Your task:
Which lines below mention "camera"? Pick each one out.

Given records:

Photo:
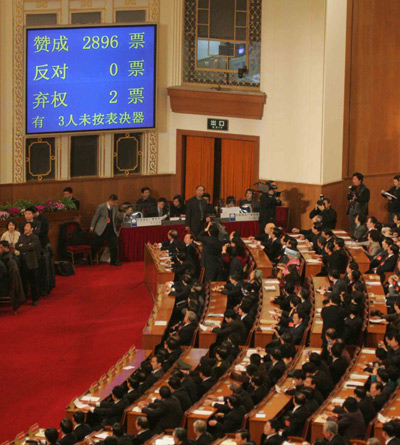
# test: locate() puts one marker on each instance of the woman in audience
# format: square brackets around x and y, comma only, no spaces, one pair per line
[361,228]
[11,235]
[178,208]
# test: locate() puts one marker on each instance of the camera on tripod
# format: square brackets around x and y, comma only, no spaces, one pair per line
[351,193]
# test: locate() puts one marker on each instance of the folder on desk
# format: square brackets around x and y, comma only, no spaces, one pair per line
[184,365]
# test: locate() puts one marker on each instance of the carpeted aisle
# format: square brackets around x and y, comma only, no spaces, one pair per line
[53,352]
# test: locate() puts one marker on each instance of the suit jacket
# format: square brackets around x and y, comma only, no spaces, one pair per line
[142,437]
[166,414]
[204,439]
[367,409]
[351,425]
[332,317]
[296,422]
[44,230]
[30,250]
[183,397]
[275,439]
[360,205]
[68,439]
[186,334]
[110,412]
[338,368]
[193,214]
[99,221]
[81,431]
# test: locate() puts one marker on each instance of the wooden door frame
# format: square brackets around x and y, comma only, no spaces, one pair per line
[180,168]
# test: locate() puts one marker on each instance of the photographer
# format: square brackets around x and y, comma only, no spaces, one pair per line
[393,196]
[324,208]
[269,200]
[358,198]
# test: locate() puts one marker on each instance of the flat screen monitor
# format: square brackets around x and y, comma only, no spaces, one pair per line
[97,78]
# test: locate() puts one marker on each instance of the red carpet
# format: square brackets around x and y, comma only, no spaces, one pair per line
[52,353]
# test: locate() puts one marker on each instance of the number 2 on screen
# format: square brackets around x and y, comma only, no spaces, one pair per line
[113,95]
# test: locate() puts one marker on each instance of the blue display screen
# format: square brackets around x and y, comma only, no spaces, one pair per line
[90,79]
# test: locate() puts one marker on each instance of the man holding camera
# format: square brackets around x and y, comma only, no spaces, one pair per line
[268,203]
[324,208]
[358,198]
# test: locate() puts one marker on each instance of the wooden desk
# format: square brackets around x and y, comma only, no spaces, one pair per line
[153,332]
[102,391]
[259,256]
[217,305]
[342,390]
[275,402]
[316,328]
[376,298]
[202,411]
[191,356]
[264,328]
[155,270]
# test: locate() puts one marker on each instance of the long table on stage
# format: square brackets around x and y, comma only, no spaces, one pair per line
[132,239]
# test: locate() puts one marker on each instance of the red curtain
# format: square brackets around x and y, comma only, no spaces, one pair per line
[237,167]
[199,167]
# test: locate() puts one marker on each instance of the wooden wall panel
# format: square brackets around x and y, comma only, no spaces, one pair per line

Written solution:
# test: locate() puts one marker on each instance of the camera on tripod
# test: locate() puts one marker on each instance of the man holding camera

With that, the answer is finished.